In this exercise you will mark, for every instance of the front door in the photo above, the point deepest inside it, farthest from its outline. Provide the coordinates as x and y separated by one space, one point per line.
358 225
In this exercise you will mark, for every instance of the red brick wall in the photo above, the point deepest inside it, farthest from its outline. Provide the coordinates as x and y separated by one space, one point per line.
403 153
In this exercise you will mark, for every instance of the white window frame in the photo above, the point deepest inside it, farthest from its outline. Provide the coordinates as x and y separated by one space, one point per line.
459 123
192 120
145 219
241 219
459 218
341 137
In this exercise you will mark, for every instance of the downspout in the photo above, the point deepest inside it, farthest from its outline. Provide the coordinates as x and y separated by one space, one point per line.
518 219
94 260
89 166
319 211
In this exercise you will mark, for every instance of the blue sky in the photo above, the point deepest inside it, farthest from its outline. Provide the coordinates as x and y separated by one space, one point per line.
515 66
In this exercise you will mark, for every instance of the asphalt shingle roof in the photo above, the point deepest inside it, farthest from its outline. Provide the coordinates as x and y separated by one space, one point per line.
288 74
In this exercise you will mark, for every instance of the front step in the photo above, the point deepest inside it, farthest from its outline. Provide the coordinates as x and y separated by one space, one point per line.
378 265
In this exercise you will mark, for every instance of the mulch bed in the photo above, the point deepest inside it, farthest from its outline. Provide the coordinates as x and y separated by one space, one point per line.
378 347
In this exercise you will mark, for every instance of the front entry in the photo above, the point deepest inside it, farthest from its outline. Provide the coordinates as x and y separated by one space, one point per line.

------------------------------

= Exercise task =
Transcribe every line of the data, exactly as it stands.

= Full solution =
In this exercise you will mark, for every instance of the front door in the photo above, the point deepest inside it, farthest from its outline. Provide the coordinates as x and y separated by one space, one point per line.
358 225
In this exercise you will mark, for every instance of the red brick wall in the photo above, the point deepest inside it, farthest from its outline. Provide the coordinates as x and y separated by one space, one point per line.
403 153
In this exercise you will mark, for every instance of the white window frame in the photo above, the point deepest inside it, farthest from its outline. Provide the coordinates as x and y separated by one space, one point per line.
459 123
192 120
145 219
241 219
459 218
341 137
In this exercise you will mark, for every instance of the downspout in the photo above, the point deepest inside it, farthest from its outline. Provide the coordinates as x and y separated by one space, one point per line.
518 219
94 260
89 166
319 211
In this exercise you will mark, for every instance of the blue sky in the photo above, the point deepest inside it, farthest from its outline. Provide the coordinates as x and y separated by one space, one point per line.
515 66
In this exercise you will mark, for every instance of the asphalt shingle roof in the photo above, the point deepest inside it, farthest from its outline. Provide the coordinates as x and y separated by one space, one point per line.
288 74
In this exercise you will mark, for every instance of the front step in the photo above, the point deepest inside it, farthest from its outline. Provide the coordinates as x and y separated by one space, one point per line.
378 265
In this exercise you will mark, for every instance of the mulch bed in the photo above, the point deepest inside it, farthest from its outline. Provide the coordinates as x and y separated by one space, one point per line.
378 347
In this exercise you will mark, for every instance of the front entry in the photo above, the point deepest inside it, farthest from its outline. Provide the coordinates as x and y separated by one space, one point per line.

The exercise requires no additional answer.